- **EXERCISE DESCRIPTION**:
Transcribe all of the material exactly.
--- Start of SUPPLIED MATERIAL ---
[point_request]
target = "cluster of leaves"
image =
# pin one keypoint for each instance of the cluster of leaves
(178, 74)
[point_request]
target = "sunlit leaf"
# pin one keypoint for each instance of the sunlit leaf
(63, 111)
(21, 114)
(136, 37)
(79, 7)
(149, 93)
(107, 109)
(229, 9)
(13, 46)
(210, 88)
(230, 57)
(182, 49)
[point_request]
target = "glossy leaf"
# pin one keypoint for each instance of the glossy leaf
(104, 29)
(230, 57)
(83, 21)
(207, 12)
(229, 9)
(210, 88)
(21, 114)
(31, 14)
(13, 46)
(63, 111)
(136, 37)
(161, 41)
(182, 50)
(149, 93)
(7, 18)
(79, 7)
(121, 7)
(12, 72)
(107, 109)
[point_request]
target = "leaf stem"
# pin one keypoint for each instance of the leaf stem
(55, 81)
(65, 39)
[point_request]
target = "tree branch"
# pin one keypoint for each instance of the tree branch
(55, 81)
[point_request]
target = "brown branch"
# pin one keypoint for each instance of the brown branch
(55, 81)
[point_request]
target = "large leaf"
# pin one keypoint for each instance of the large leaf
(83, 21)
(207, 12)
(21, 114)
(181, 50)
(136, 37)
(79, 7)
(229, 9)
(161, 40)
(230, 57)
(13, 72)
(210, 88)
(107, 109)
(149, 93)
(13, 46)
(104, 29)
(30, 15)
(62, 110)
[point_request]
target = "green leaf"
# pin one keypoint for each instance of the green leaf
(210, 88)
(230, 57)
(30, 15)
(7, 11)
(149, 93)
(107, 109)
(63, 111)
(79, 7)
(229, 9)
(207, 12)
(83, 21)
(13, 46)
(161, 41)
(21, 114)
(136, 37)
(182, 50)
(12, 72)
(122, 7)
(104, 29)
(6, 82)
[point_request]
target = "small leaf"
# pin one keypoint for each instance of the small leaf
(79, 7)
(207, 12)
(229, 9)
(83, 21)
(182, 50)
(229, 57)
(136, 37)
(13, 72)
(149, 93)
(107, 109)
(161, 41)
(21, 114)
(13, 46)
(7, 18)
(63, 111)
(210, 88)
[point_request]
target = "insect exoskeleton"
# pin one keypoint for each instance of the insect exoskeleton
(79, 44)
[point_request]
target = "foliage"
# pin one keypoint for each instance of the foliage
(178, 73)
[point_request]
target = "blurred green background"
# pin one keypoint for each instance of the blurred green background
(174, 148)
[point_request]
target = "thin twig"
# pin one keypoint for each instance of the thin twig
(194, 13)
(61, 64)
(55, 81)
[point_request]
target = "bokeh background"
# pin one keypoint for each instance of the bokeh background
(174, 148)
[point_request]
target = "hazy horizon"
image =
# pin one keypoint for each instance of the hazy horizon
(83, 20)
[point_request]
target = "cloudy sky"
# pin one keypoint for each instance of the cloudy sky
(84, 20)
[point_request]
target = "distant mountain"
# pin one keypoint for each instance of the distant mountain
--- End of SUPPLIED MATERIAL ---
- **ANSWER**:
[point_request]
target = "cluster of leaves"
image =
# pin one keypoint for each instance of the cluster of leaves
(178, 74)
[point_request]
target = "sunlit leaf"
# pin one keypoint for each instance of the sunlit leaf
(63, 111)
(21, 114)
(136, 37)
(79, 7)
(149, 93)
(107, 109)
(229, 9)
(13, 46)
(210, 88)
(230, 57)
(182, 49)
[point_request]
target = "glossy leaf"
# pin one keypoint for each instance of the glossy leaf
(104, 29)
(230, 57)
(83, 21)
(207, 12)
(229, 9)
(210, 88)
(21, 114)
(31, 14)
(13, 46)
(63, 111)
(136, 37)
(161, 41)
(182, 50)
(149, 93)
(7, 18)
(79, 7)
(121, 7)
(12, 72)
(107, 109)
[point_request]
target = "leaf stem"
# pin one keypoint for each instance of the leaf stem
(55, 81)
(65, 39)
[point_request]
target = "tree branch"
# pin one keypoint for each instance of the tree branch
(55, 81)
[point_request]
target = "brown branch"
# pin one keypoint for each instance of the brown branch
(55, 81)
[point_request]
target = "large leaf"
# pin one keypoint for each instance of the large leaf
(83, 21)
(207, 12)
(21, 114)
(181, 50)
(136, 37)
(79, 7)
(229, 9)
(161, 40)
(230, 57)
(13, 72)
(210, 88)
(107, 109)
(149, 93)
(13, 46)
(104, 29)
(30, 15)
(62, 110)
[point_request]
target = "green leaf"
# pin one keypoint for each instance of the green leaf
(210, 88)
(230, 57)
(30, 15)
(7, 11)
(149, 93)
(107, 109)
(63, 111)
(79, 7)
(229, 9)
(207, 12)
(83, 21)
(13, 46)
(161, 41)
(21, 114)
(136, 37)
(182, 50)
(12, 72)
(122, 7)
(104, 29)
(6, 82)
[point_request]
target = "small leaf"
# pin one keypoint for each instance of the small leaf
(79, 7)
(207, 12)
(229, 9)
(83, 21)
(182, 50)
(229, 57)
(136, 37)
(13, 72)
(149, 93)
(107, 109)
(161, 41)
(21, 114)
(13, 46)
(7, 18)
(63, 111)
(210, 88)
[point_request]
target = "insect exoskeleton"
# pin one keypoint for each instance of the insect exoskeleton
(79, 44)
[point_request]
target = "foliage"
# pin one keypoint for each instance of the foliage
(178, 73)
[point_request]
target = "blurred green background"
# pin one keypoint for each instance of the blurred green background
(174, 148)
[point_request]
target = "thin twig"
# pin one keypoint for each instance of the thin twig
(194, 13)
(61, 64)
(55, 81)
[point_request]
target = "bokeh background"
# pin one keypoint for each instance of the bokeh background
(174, 148)
[point_request]
target = "hazy horizon"
image =
# pin one keypoint for each instance of the hazy horizon
(83, 20)
[point_request]
target = "cloudy sky"
# pin one keypoint for each instance of the cloudy sky
(84, 20)
[point_request]
target = "distant mountain"
# pin one keypoint for each instance of the distant mountain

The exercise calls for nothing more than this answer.